Task brief | Your task is to return all of the records exactly, minus any images.

Source data |
==============================

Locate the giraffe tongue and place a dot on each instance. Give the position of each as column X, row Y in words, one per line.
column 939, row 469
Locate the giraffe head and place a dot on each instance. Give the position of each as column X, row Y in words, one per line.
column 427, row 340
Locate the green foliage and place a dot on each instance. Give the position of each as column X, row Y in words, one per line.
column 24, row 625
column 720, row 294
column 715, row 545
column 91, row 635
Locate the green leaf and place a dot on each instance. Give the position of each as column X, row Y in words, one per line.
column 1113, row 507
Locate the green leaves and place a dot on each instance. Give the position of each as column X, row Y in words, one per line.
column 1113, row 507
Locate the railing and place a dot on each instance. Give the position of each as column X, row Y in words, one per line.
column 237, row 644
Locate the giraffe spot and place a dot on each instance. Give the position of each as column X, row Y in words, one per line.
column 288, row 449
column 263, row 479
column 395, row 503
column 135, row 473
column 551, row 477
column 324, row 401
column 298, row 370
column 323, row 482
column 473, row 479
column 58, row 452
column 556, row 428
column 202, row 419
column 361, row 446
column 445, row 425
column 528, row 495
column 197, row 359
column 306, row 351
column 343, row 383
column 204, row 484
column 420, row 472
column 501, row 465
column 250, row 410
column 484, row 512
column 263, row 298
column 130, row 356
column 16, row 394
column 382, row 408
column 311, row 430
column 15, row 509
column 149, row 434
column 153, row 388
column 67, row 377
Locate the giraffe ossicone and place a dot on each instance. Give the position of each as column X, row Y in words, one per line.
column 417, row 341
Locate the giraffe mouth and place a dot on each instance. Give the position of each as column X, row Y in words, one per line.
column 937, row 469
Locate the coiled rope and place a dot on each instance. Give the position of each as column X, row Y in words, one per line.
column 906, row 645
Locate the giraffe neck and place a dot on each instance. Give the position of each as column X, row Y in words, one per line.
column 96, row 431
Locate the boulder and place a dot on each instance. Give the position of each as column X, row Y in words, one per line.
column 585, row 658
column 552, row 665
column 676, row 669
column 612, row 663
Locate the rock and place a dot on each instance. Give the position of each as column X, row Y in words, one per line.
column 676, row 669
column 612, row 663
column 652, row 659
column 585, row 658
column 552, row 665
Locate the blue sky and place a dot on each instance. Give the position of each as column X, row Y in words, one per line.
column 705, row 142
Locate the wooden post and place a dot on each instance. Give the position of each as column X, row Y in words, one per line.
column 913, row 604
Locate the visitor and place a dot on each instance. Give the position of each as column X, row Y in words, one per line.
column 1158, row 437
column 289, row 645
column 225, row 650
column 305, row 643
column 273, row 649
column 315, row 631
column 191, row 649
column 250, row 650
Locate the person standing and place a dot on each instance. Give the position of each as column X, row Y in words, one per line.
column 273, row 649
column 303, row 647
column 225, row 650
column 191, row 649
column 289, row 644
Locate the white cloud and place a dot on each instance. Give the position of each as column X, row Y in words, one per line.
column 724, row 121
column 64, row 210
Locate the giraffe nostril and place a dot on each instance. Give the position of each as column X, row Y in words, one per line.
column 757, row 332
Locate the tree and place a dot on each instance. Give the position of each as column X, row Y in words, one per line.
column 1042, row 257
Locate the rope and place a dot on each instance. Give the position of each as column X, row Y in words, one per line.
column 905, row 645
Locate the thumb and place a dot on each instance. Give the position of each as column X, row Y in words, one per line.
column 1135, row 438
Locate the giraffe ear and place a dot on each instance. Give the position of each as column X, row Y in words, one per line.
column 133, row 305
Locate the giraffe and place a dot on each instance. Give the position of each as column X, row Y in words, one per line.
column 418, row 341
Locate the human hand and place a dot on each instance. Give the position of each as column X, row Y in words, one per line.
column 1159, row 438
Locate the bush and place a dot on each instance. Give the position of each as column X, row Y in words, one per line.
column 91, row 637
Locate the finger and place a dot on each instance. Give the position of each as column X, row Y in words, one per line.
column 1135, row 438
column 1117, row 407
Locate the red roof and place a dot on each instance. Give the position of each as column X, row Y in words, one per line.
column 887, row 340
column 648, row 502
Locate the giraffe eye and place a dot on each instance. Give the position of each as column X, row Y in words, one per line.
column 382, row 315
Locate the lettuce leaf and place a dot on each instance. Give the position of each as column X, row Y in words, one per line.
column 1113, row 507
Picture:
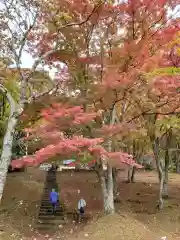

==============================

Answer |
Locate the giraffe tongue and place a dot on each instance. Give the position of each as column X, row Y in words, one per line.
column 939, row 469
Locate the giraffe head and place a dot on each instance. Give the position of each as column X, row Y in words, one per line.
column 427, row 340
Locate the green foliage and place a dot on each instance. Give the position of each as column X, row Y in words, one per line.
column 24, row 625
column 720, row 294
column 715, row 545
column 91, row 635
Locate the green leaf and place a dot on each instance. Give the position of each as column X, row Y in words, one per line.
column 1113, row 507
Locate the green leaves and place a dot on each instance. Give the position of each as column X, row Y in words, one per line.
column 1113, row 507
Locate the railing and place a dot on each instance. Give the position of each as column X, row Y in words, one per line.
column 237, row 644
Locate the giraffe spot and place a dot on each instance. Give the position of each as column X, row Y in words, one per line.
column 288, row 449
column 263, row 479
column 395, row 503
column 135, row 473
column 551, row 477
column 324, row 401
column 298, row 370
column 323, row 482
column 473, row 479
column 58, row 452
column 556, row 428
column 202, row 419
column 361, row 446
column 445, row 425
column 528, row 495
column 197, row 359
column 306, row 351
column 343, row 383
column 204, row 484
column 420, row 472
column 501, row 465
column 250, row 410
column 484, row 512
column 263, row 298
column 130, row 356
column 16, row 394
column 382, row 408
column 311, row 430
column 15, row 509
column 149, row 434
column 153, row 388
column 67, row 377
Locate the giraffe ossicone and place a dot on each instance. Give the position of each as column X, row Y in words, one per line.
column 417, row 341
Locate the giraffe mouth and place a dot on each instance. Give the position of each as column X, row Y in words, one per line.
column 937, row 469
Locate the coiled rope and place a dot on each instance. Give the position of each as column X, row Y in words, one per line.
column 906, row 645
Locate the giraffe neck and place a dot on each instance. Give the position of each as column X, row Y in words, one per line.
column 96, row 431
Locate the boulder and place a dot on each instance. Give the position of each as column X, row Y in words, one per line.
column 585, row 658
column 552, row 665
column 676, row 669
column 612, row 663
Locate the rock and place a dot on each instance. Give the position of each as column X, row Y in words, one per line.
column 676, row 669
column 612, row 663
column 652, row 659
column 585, row 658
column 552, row 665
Locate the blue sky and place a dot on each instance. Give the position of each as column X, row Y in words, one per line.
column 705, row 142
Locate the wooden post and place a dot on each instance. Give the position of each as column X, row Y in words, one per line.
column 913, row 604
Locate the visitor and place a dot on each instance. Give the position of each as column X, row Y in words, one per line.
column 1158, row 437
column 289, row 645
column 225, row 650
column 305, row 643
column 273, row 649
column 315, row 631
column 191, row 649
column 250, row 650
Locate the person standing and place a dot on each instance. Give the position of each as column X, row Y in words, one per line.
column 273, row 649
column 303, row 647
column 225, row 650
column 191, row 649
column 289, row 644
Locate the white cloud and place a dot on each instance. Give the position of each as column X, row Y in words, one per line.
column 724, row 121
column 64, row 210
Locate the giraffe nostril and place a dot on each instance. Give the position of each as column X, row Y in words, one per line.
column 757, row 332
Locate the tree and place a dot on each instance. Give the position of each as column X, row Y in words, one per line.
column 1042, row 257
Locate the rope and place a dot on each instance. Give the position of each as column X, row Y in words, one per line.
column 905, row 645
Locate the thumb and place a dot on each instance. Give the position of each as column X, row Y in words, one per line.
column 1135, row 438
Locate the giraffe ear and place a dot on each instance. Give the position of each as column X, row Y in words, one per line.
column 133, row 305
Locate the giraffe and place a dot on each instance. Give the position of each as column X, row Y in words, one per line.
column 418, row 341
Locate the human hand and place a dot on each instance. Give the position of each as column X, row Y in words, one per line.
column 1159, row 438
Locate the bush and place a dot on each instance. Give the position of each as column X, row Y in words, one per line.
column 91, row 637
Locate the finger and place a dot on each instance. Give the position of each as column X, row Y in words, one per line.
column 1135, row 438
column 1117, row 407
Locate the red roof and place a dot on each instance. Give the position of each as column X, row Y in words, one per line.
column 887, row 340
column 648, row 502
Locate the giraffe eye and place a dot on each instance. Give the position of each as column X, row Y in words, one per line.
column 382, row 315
Locate the lettuce leaf and place a dot on each instance. Give the position of each as column X, row Y in words, one per line.
column 1113, row 507
Picture:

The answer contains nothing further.